## TEXT SHOWN
==*==

Tuesday, July 31, 2012

Wrinkled Wonders

They call her Wonder.  She sneaks around the bushes ready to pounce on her friend. "Boo!"  Giggles erupt.

She stands in a grassy field bent, very, very still.  "Watching babies!" she says, and so she is.  Hundreds of tiny praying mantises hatched.  Crawling about her in the tall grass, she stares, lips pressed firmly then part and spread widely.  "Look!"    

Wonder hangs upside down from a tree branch and lets the blood pulse into her head; her mouth opens and she laughs.

Wonder licks her ice cream cone from the top.  Then she bites a hole and sucks from the bottom.  The cone softens as the ice cream melts.  It runs and drips.  Wonder's fingers turn sticky.  She wipes them on her jeans and grins.

Wonder picks strawberries and stuffs them in her pockets.  Her doll needs a red dress and so she needs some "dye."  Wonder gathers bouquets of daisies and dandelions.  She adorns adobe miniatures with yellow and white petals.

Wonder hangs bed sheets from a clothes line and pretends she's a brave princess banished from her castle.  A wreath of morning glories trails down her shoulders.

Wonder flies down a steep hill upon her two-wheeled bicycle.  Erect she spreads her arms like kite wings while the wind whips against her poised torso, legs pumping, feet swishing round and round.

Wonder falls over, hard.  She rolls.  She looks up at the sky.   She sees clouds and feels her pain.  Her tears fall.  Her face shines wet in the afternoon sunlight.

And for a moment, she wonders if she can stand.  The skin on her leg burns.  Then Grace kneels over her gently, brushes her forehead and looks into Wonder's eyes.  Grace sees something new there.  She sees mingled with pain, fear.

==*==

## RECORD EXCERPTS
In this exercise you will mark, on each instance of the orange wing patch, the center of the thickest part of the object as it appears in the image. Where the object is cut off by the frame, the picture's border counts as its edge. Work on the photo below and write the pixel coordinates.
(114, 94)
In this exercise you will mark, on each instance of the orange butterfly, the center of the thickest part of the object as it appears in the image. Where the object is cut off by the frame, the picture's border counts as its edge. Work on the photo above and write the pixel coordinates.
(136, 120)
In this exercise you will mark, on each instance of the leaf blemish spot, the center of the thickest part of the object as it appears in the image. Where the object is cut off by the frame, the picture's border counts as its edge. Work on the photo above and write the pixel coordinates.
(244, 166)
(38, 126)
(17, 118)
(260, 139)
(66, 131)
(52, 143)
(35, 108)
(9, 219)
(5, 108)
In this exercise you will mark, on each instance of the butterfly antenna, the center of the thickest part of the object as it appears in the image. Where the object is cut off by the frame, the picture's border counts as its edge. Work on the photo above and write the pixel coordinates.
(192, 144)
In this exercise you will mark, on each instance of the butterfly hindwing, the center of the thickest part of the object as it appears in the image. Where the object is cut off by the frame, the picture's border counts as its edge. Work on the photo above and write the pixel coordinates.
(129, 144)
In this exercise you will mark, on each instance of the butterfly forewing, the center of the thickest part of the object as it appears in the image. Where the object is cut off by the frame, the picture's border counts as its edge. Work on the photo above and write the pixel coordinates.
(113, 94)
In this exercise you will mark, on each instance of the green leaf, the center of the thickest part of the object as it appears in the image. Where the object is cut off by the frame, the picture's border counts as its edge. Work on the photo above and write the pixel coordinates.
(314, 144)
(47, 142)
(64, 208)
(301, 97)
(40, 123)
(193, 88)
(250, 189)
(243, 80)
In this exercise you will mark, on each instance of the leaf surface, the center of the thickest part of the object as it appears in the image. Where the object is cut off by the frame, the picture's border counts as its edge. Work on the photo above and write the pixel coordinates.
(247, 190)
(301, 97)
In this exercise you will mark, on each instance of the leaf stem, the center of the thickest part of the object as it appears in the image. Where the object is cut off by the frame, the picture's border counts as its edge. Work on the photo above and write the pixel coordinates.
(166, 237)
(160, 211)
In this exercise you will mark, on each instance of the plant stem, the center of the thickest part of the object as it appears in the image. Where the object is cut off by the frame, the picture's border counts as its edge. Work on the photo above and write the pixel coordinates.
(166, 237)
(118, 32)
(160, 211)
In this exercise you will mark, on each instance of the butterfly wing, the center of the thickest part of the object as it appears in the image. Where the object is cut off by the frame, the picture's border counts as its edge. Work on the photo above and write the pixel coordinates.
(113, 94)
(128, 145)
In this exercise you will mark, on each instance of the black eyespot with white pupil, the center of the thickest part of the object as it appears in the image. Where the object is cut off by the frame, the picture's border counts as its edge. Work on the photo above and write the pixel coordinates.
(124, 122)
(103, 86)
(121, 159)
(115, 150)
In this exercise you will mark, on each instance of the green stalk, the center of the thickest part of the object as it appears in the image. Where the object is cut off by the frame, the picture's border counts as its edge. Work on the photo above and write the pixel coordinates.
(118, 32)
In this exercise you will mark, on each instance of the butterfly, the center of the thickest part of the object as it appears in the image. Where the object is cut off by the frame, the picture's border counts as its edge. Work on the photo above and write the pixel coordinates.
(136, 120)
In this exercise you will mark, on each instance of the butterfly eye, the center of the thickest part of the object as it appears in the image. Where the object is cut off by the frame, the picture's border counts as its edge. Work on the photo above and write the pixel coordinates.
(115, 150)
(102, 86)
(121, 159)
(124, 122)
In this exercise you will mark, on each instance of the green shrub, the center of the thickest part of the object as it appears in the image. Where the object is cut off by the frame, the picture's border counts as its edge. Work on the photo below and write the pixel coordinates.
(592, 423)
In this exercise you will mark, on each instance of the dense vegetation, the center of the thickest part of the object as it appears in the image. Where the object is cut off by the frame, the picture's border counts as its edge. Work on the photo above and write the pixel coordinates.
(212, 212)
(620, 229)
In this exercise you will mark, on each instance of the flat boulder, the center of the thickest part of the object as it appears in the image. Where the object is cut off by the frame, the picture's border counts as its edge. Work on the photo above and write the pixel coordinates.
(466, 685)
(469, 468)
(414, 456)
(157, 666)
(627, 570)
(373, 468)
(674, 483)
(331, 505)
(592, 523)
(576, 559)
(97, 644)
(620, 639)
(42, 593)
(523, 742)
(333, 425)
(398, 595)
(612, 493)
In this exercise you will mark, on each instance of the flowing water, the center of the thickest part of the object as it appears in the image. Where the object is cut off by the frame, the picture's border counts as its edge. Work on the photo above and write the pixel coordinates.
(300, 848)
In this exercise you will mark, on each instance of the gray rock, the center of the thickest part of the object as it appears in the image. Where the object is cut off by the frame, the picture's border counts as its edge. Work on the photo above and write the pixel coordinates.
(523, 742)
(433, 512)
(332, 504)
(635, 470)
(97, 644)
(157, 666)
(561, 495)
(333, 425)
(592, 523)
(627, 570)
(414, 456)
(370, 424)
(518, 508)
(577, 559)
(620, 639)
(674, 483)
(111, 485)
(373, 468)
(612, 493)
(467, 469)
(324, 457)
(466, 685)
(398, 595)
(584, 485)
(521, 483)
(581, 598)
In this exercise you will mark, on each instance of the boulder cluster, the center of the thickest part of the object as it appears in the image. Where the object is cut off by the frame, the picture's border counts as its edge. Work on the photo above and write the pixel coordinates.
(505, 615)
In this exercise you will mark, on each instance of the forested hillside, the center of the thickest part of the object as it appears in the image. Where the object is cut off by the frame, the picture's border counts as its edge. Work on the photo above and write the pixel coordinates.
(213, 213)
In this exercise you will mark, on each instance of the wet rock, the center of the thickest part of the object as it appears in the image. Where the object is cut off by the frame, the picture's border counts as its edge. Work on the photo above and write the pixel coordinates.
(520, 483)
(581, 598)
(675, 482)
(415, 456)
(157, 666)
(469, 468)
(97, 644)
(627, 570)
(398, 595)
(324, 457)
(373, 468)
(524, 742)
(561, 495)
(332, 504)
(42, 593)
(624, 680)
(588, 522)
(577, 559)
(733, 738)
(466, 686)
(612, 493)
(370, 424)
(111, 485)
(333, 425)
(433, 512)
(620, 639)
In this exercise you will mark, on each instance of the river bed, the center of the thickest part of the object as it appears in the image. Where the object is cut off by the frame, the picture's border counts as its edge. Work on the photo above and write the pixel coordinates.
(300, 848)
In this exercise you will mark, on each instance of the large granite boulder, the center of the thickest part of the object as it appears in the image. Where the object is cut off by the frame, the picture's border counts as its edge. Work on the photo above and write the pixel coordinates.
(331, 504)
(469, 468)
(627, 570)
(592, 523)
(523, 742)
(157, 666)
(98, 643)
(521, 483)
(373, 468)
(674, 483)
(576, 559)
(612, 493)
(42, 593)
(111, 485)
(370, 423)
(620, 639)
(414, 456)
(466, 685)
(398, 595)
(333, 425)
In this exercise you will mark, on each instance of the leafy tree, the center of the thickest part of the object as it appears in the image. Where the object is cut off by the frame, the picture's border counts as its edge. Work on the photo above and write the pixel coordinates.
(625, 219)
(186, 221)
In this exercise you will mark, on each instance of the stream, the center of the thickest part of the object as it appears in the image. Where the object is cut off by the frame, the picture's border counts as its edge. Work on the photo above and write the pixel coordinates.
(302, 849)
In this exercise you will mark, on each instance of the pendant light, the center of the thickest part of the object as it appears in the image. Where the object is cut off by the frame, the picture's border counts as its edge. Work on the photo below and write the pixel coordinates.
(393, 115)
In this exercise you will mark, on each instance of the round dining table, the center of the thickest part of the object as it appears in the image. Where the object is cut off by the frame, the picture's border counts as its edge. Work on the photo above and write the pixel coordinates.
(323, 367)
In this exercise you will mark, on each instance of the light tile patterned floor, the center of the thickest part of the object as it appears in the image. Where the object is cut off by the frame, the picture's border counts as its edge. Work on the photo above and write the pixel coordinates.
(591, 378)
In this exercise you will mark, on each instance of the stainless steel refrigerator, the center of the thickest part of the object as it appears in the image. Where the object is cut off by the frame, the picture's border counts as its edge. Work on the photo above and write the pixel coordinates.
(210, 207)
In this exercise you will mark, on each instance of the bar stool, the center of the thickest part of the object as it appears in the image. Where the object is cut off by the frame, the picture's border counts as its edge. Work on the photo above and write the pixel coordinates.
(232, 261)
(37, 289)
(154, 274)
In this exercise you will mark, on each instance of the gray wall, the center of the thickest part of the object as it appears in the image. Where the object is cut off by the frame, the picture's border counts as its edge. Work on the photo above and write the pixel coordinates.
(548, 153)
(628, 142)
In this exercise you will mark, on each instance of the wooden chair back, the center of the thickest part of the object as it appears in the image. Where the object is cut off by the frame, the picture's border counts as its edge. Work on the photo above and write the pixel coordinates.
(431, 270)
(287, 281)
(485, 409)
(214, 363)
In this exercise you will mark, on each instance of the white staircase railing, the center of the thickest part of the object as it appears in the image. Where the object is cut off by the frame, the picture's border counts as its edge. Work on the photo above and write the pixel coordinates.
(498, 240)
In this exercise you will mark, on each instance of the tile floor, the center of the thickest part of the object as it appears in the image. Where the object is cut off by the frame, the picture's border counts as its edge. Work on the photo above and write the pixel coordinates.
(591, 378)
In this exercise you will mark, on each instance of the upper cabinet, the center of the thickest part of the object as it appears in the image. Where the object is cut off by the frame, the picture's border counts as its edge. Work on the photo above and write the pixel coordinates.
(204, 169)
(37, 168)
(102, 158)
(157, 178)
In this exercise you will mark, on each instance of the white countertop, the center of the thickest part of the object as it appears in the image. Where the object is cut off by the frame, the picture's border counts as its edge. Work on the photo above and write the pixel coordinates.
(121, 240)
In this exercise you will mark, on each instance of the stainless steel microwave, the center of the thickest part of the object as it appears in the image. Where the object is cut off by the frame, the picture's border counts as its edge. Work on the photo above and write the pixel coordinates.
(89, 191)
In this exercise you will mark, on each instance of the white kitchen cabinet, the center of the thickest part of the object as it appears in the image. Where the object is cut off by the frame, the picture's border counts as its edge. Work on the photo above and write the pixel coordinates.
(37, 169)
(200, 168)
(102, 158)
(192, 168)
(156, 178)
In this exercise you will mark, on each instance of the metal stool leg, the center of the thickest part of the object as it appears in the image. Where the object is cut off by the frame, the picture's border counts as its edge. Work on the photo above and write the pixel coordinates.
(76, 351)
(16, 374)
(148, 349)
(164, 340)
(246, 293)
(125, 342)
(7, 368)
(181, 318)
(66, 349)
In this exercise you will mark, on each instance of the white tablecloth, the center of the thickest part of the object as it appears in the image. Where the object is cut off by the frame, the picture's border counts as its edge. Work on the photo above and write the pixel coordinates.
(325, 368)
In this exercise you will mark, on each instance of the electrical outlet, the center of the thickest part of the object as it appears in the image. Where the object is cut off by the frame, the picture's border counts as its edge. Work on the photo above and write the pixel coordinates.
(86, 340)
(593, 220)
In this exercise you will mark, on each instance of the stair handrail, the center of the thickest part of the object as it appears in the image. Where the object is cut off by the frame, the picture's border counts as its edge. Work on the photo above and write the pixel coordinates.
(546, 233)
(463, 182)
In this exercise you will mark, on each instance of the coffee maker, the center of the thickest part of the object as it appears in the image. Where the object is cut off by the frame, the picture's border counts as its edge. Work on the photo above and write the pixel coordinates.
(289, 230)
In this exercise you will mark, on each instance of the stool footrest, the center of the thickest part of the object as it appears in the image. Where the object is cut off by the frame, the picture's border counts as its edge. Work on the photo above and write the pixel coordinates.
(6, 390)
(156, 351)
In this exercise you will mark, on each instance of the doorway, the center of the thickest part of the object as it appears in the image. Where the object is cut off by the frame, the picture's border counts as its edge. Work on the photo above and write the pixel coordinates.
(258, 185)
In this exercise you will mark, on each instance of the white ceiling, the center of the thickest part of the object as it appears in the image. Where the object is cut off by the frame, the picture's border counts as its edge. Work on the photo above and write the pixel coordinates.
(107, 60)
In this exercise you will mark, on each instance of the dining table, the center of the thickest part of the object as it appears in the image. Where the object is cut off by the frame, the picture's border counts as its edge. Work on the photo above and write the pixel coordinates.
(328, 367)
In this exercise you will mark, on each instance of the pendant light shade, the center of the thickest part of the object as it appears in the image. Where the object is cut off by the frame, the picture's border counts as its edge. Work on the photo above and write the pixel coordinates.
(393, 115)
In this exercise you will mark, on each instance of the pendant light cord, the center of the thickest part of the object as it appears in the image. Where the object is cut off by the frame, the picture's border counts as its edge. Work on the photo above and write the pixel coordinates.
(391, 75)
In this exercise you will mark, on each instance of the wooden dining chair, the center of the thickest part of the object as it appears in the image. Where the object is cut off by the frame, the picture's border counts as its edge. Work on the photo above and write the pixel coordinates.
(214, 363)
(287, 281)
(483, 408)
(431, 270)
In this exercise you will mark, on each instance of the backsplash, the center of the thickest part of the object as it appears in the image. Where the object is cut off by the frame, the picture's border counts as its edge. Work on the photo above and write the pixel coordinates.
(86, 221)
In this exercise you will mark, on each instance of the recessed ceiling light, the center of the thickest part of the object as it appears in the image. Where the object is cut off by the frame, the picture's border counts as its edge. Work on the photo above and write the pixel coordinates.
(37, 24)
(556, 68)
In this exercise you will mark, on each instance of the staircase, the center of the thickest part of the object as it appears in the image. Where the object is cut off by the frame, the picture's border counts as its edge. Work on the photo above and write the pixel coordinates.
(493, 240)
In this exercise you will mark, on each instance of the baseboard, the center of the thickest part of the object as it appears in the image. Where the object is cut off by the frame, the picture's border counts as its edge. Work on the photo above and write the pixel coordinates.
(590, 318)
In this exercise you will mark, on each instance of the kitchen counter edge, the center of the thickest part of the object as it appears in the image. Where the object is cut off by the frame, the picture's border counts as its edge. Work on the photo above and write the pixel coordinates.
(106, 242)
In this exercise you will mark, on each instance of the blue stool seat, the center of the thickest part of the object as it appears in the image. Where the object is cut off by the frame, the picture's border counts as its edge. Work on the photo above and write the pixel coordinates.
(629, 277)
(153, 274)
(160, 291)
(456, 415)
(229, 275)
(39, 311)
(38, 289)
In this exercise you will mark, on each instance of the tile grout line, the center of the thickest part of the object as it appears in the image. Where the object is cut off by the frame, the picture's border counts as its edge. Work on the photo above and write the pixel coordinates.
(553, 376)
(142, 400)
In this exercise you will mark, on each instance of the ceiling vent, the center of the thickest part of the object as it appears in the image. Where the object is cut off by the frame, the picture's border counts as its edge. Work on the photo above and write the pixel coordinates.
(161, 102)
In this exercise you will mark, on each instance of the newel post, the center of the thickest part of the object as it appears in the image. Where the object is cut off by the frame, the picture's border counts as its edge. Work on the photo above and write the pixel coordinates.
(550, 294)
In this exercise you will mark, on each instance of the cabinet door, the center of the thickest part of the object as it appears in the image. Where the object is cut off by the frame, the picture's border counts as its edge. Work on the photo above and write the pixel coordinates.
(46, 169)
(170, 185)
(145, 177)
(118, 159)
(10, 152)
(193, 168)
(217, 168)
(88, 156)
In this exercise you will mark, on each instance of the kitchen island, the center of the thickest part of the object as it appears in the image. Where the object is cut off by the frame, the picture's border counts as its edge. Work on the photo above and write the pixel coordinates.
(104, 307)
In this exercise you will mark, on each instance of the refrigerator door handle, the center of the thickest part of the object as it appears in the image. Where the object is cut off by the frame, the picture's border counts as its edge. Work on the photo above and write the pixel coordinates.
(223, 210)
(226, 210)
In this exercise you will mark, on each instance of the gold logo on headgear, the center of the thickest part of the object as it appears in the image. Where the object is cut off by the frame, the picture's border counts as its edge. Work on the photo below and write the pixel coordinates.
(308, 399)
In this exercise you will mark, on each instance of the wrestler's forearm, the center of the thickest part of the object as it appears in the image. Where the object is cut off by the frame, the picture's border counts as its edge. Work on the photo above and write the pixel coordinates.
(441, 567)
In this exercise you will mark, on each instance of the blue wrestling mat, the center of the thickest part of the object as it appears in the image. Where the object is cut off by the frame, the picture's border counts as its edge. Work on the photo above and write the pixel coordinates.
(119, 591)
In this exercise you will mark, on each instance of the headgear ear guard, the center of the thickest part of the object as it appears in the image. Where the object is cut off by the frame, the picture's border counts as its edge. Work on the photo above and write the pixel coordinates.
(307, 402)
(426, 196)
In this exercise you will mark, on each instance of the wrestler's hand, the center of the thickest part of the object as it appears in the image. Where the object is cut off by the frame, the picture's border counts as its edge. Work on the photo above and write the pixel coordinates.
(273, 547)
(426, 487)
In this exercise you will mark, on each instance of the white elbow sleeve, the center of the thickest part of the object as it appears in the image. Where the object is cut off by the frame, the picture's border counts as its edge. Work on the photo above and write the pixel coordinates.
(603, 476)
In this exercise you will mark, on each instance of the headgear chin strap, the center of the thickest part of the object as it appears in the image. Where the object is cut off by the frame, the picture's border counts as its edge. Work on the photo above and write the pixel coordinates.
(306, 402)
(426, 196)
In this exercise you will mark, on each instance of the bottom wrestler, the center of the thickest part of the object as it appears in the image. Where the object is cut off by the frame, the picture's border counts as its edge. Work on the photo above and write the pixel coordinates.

==*==

## EXERCISE DETAILS
Answer these from the piece about Wonder:
(a) What hatched in the grassy field where Wonder stands still?
(b) What does Wonder stuff in her pockets, and what does her doll need?
(c) Who kneels over Wonder after she falls from her bicycle?

## RESULT OF THE TASK
(a) Hundreds of tiny praying mantises.
(b) Strawberries; her doll needs a red dress.
(c) Grace.